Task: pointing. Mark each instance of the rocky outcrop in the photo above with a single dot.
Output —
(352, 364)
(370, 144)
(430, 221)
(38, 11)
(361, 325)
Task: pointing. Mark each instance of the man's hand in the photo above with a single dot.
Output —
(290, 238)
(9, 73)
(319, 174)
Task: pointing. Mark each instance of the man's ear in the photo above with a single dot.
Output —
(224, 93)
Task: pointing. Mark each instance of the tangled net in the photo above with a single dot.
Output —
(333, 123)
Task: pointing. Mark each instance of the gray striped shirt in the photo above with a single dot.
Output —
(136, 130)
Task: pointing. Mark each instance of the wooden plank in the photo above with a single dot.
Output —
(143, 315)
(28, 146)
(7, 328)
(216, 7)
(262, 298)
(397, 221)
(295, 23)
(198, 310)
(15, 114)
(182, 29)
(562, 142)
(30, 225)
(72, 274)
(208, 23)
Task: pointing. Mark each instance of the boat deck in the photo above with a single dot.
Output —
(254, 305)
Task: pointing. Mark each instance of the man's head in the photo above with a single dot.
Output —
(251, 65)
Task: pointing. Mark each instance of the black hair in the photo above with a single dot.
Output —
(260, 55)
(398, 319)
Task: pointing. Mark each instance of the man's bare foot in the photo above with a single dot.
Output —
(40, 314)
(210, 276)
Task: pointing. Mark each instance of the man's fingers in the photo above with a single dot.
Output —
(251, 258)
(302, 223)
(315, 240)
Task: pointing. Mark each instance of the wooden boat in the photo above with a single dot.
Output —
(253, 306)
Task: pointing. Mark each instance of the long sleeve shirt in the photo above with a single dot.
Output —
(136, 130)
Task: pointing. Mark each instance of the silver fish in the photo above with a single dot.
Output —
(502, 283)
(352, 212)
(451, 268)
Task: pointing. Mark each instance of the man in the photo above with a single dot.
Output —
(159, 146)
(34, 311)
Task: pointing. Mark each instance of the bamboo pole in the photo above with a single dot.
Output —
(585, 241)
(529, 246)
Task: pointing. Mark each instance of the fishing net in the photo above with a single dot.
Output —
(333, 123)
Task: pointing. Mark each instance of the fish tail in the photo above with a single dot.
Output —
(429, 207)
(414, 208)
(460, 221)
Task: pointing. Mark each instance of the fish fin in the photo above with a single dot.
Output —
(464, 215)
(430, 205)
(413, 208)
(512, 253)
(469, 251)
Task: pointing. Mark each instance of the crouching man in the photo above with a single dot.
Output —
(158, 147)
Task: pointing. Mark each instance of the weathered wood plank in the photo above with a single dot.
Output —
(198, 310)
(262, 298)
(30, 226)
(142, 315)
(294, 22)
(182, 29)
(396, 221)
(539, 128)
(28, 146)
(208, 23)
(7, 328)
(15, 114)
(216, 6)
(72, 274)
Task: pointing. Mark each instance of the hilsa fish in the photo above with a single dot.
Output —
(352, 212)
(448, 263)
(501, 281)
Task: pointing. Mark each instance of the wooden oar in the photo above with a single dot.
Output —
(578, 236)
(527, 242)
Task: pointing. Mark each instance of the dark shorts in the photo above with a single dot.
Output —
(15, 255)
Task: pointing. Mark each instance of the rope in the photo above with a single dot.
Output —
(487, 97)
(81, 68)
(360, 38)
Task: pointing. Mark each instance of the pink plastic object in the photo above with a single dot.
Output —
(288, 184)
▬▬▬▬▬▬
● **Task to carry out**:
Copy, please, exactly the lines that start at the first line of the data and end at the line containing "Task: pointing. Mark each instance of the silver", both kept and no others.

● **Solution to this task**:
Task: pointing. Mark each instance of the rocky outcrop in the photo above with a single dot.
Output —
(352, 364)
(370, 144)
(430, 221)
(38, 11)
(361, 325)
Task: pointing. Mark each instance of the man's hand in the photo above with a single dot.
Output —
(290, 238)
(9, 73)
(319, 174)
Task: pointing. Mark each instance of the man's ear in the photo above with a single dot.
Output —
(224, 93)
Task: pointing. Mark each instance of the tangled net in the photo above with a single dot.
Output —
(333, 123)
Task: pointing. Mark each instance of the gray striped shirt in the photo above with a single dot.
Output —
(136, 130)
Task: pointing. Mark each instance of the wooden plank in the photo above with a single dot.
Output —
(143, 315)
(28, 146)
(7, 328)
(216, 7)
(262, 298)
(397, 221)
(295, 23)
(198, 310)
(15, 114)
(182, 29)
(562, 142)
(30, 225)
(72, 274)
(208, 23)
Task: pointing. Mark each instance of the boat deck in the photo above with a single dot.
Output —
(254, 305)
Task: pointing. Mark each instance of the man's head in the photo above with a single dot.
Output —
(251, 65)
Task: pointing. Mark each instance of the black hair in the photo above with a single dot.
Output —
(260, 55)
(398, 319)
Task: pointing. Mark each instance of the man's bare foot in the photo above with a single dot.
Output —
(40, 314)
(210, 276)
Task: pointing. Mark each instance of the man's fingers in the photo above with a single dot.
Output —
(251, 258)
(302, 223)
(315, 240)
Task: pointing. Mark each instance of the wooden boat in the photo above with a single dot.
Output —
(253, 306)
Task: pointing. Mark each instance of the long sleeve shirt in the photo above with a single dot.
Output —
(136, 130)
Task: pointing. Mark each instance of the silver fish in the photo above with a single dot.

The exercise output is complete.